Consigne écrite 1:
Répondez aux questions suivantes d'après le texte cité sur le goût de la vitesse.
(a) Avec quoi, selon la dernière phrase de la première citation, le goût de la vitesse n'a-t-il rien à voir ?
(b) Quelles trois personnes le recueil évoque-t-il aussi ?
(c) Dans la seconde citation, dans quelle position se trouve la main gauche ?

Texte cité:
################

La femme de lettres écrit, toujours dans Avec mon meilleur souvenir : « C’est un plaisir précis, exultant et presque serein d’aller trop vite, au-dessus de la sécurité d’une voiture et de la route qu’elle parcourt, au-dessus de sa tenue au sol, au-dessus de ses propres réflexes, peut-être. Et disons aussi que ce n’est pas, justement, une sorte de gageure avec soi-même dont il s’agit, ni d’un défi imbécile à son propre talent, ce n’est pas un championnat entre soi et soi, ce n’est pas une victoire sur un handicap personnel, c’est plutôt une sorte de pari allègre entre la chance pure et soi-même. Quand on va vite, il y a un moment où tout se met à flotter dans cette pirogue de fer où l’on atteint le haut de la lame, le haut de la vague, et où l’on espère retomber du bon côté grâce au courant plus que grâce à son adresse. Le goût de la vitesse n’a rien à voir avec le sport. » Elle ajoute, dans ce savoureux recueil de moments heureux où il est aussi question d’Orson Welles, de Jean-Paul Sartre ou de Billie Holiday : « Qui n’a pas cru sa vie inutile sans celle de l’autre et qui en même temps n’a pas amarré son pied à un accélérateur à la fois trop sensible et trop poussif, qui n’a pas senti son corps entier se mettre en garde, la main droite allant flatter le changement de vitesses, la main gauche fermée sur le volant, et les jambes allongées, faussement décontractées, prêtes à la brutalité sur le débrayage et les freins, qui n’a pas ressenti, tout en se livrant à ces tentatives toutes de survie, le silence lancinant et prestigieux d’une mort prochaine, de refus et de provocation, n’a jamais aimé la vitesse, n’a jamais aimé la vie, n’a jamais aimé personne. »

################

Lignes du jeu de données
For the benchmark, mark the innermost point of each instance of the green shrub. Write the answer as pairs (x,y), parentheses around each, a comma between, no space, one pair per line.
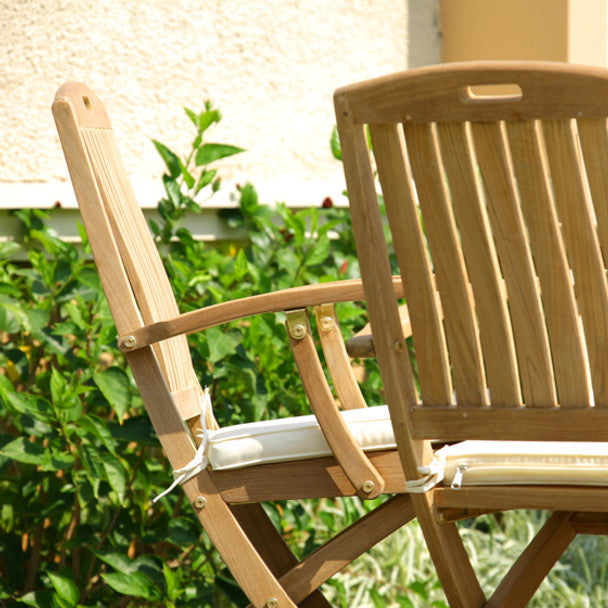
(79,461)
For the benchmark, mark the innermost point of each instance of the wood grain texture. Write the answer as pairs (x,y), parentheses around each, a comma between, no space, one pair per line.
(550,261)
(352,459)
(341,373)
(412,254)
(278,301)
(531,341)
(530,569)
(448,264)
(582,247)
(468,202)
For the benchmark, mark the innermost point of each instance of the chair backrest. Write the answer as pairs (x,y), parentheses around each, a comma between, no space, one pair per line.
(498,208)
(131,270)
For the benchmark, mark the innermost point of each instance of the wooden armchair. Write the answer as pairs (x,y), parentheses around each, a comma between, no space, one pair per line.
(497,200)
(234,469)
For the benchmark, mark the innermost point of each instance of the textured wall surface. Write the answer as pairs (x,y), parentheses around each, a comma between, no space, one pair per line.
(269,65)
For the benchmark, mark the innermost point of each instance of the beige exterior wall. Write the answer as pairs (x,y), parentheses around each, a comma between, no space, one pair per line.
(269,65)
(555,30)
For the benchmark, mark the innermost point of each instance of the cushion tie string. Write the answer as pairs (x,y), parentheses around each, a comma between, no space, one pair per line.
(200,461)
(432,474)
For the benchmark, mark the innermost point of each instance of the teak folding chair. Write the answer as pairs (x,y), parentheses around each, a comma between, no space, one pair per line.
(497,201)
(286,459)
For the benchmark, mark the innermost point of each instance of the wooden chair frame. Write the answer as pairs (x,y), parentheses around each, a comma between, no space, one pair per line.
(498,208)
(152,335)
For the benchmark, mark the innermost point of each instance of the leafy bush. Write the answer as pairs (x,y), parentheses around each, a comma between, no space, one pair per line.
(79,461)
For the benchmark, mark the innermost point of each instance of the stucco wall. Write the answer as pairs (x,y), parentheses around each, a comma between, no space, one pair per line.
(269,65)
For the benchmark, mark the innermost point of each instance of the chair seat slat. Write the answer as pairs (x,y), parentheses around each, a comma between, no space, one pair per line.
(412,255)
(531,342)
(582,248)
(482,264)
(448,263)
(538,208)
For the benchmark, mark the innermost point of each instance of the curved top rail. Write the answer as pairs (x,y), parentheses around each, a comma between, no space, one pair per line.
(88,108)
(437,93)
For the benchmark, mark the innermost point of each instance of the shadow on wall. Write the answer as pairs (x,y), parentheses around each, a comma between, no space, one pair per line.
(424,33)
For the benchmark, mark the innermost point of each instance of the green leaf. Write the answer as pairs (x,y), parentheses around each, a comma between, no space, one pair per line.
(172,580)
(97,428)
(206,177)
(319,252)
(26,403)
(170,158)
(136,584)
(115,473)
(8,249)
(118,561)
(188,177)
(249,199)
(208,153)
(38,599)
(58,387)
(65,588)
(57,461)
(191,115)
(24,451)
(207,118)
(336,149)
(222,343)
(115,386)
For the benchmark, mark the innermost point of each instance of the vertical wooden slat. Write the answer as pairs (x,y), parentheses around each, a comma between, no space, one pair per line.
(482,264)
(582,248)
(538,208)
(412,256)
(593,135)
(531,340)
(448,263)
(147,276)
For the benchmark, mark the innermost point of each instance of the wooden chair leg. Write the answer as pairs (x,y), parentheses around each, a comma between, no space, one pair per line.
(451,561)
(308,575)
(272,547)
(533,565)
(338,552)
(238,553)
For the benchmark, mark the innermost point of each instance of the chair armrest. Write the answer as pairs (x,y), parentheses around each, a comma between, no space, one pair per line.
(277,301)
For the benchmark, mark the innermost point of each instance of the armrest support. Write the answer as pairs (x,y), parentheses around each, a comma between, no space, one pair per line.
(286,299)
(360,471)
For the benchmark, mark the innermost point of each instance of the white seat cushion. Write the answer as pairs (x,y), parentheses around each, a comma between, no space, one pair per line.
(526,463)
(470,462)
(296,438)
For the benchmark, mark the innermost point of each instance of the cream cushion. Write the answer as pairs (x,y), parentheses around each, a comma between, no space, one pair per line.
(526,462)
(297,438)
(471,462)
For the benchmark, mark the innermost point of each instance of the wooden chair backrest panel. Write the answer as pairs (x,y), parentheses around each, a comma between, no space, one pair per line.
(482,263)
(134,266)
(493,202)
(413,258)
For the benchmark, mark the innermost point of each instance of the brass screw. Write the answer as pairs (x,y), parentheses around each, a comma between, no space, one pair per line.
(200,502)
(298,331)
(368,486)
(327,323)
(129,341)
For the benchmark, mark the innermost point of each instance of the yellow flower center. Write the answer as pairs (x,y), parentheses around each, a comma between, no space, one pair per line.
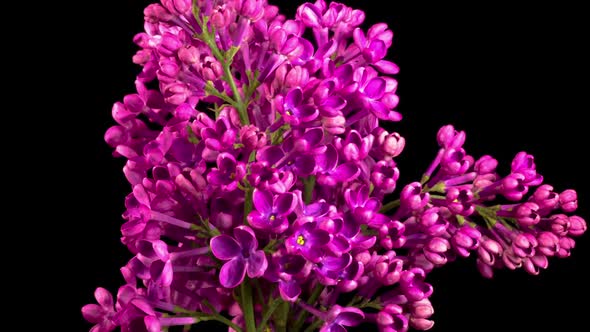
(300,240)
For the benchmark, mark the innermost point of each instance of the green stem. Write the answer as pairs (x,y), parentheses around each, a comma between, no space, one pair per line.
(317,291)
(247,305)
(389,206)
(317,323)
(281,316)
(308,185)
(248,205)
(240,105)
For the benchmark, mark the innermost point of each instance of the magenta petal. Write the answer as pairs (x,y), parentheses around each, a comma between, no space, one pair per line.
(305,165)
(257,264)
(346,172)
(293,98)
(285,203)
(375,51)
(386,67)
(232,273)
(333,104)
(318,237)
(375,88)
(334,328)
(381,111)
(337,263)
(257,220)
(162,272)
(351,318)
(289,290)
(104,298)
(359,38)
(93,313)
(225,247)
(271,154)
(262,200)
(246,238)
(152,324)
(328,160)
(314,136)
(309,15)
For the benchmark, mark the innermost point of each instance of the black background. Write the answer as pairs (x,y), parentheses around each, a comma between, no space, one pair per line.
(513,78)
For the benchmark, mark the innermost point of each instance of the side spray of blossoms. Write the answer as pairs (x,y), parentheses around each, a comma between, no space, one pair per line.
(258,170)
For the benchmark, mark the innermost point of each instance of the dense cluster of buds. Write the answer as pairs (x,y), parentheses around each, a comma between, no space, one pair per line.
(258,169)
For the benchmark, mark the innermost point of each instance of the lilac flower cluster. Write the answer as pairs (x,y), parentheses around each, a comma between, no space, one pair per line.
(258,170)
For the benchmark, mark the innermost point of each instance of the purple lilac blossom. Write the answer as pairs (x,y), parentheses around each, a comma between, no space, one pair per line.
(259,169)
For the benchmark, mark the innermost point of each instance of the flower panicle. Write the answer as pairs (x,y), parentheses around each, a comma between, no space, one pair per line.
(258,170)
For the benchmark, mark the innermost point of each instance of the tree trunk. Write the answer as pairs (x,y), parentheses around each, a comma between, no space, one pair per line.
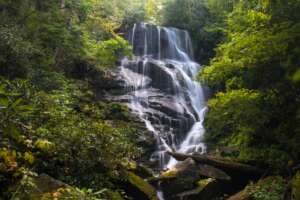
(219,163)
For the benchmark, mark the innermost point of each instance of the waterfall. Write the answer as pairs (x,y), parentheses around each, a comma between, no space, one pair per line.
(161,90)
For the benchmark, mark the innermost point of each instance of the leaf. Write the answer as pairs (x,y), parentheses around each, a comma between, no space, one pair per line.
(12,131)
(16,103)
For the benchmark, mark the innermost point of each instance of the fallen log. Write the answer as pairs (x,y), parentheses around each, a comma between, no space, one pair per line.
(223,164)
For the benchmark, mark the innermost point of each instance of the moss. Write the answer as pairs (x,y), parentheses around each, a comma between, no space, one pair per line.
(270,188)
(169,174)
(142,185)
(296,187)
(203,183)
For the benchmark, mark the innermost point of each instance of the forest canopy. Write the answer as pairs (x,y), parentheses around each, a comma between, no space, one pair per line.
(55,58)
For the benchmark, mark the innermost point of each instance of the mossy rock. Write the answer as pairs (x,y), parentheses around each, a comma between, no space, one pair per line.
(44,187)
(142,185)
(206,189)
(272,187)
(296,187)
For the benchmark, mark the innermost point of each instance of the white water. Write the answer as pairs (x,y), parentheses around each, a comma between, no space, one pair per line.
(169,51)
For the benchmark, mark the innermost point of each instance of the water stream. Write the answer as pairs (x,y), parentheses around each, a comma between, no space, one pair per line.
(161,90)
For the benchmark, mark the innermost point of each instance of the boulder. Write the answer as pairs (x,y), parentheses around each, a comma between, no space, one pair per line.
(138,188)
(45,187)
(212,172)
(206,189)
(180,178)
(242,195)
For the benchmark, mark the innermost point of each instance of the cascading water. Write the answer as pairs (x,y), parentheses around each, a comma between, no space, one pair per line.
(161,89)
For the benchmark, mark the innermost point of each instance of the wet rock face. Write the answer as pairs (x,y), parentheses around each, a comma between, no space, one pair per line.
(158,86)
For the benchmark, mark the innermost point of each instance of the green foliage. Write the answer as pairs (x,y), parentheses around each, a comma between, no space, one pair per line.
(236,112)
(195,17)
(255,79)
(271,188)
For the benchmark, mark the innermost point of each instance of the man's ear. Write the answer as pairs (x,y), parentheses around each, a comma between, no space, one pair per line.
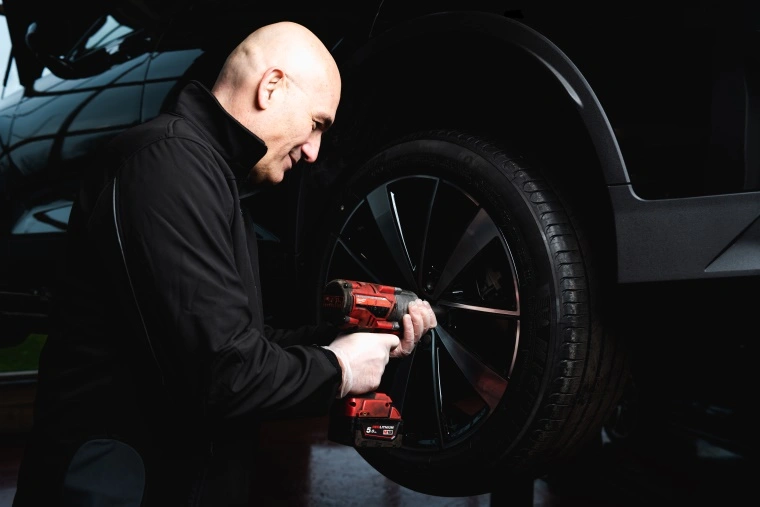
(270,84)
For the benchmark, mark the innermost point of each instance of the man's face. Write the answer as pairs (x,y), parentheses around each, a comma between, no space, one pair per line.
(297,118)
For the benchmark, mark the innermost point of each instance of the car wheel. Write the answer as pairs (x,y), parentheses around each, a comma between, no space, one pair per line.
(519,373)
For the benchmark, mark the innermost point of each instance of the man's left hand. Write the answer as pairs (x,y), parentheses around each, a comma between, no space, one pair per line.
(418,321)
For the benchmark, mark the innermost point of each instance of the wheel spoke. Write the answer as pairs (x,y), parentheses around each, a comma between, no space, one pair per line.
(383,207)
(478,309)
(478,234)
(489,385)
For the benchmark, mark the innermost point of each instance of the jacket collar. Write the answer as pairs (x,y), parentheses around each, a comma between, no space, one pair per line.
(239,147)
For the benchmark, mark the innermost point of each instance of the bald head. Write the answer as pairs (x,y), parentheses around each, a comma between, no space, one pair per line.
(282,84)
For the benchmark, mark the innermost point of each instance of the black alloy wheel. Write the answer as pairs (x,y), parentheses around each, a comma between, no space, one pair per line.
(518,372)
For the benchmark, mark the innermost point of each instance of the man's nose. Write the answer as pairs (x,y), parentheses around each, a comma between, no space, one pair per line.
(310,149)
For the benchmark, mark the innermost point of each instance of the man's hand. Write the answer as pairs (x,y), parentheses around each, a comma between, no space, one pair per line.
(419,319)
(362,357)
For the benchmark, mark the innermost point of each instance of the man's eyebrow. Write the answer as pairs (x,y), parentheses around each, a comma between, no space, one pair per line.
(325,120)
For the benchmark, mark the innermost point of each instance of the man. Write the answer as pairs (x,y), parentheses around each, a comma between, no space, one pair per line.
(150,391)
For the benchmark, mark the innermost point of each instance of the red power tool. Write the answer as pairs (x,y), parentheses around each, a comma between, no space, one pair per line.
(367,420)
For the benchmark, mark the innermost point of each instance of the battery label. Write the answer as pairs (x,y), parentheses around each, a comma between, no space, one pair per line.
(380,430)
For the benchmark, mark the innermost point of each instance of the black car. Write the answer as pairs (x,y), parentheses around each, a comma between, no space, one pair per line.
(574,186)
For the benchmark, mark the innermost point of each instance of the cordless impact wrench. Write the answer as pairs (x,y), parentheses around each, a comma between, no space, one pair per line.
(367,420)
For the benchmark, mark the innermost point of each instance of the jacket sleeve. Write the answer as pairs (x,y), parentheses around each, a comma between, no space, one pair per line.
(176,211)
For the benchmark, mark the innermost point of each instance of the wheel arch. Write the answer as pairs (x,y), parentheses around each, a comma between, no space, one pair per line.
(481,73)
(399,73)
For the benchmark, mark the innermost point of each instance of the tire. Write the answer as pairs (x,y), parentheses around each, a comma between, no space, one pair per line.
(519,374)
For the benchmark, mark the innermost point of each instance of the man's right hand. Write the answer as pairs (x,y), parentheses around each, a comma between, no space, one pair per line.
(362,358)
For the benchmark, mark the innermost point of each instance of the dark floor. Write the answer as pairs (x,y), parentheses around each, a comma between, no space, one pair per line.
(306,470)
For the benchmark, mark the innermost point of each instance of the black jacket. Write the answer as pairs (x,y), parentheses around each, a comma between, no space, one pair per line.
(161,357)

################

Consigne écrite 2: Affichez, sans les modifier, toutes les lignes ci-dessus qui contiennent le mot « wall ».

Réponse complète 1:
(a) Avec le sport.
(b) Orson Welles, Jean-Paul Sartre et Billie Holiday.
(c) Elle est fermée sur le volant.

Réponse complète 2:
For the benchmark, mark the innermost point of each instance of the textured wall surface. Write the answer as pairs (x,y), parentheses around each, a comma between, no space, one pair per line.
For the benchmark, mark the innermost point of each instance of the beige exterior wall. Write the answer as pairs (x,y), parentheses around each, a comma between, no space, one pair per line.
For the benchmark, mark the innermost point of each instance of the stucco wall. Write the answer as pairs (x,y), parentheses around each, a comma between, no space, one pair per line.
For the benchmark, mark the innermost point of each instance of the shadow on wall. Write the answer as pairs (x,y), parentheses around each, a comma between, no space, one pair per line.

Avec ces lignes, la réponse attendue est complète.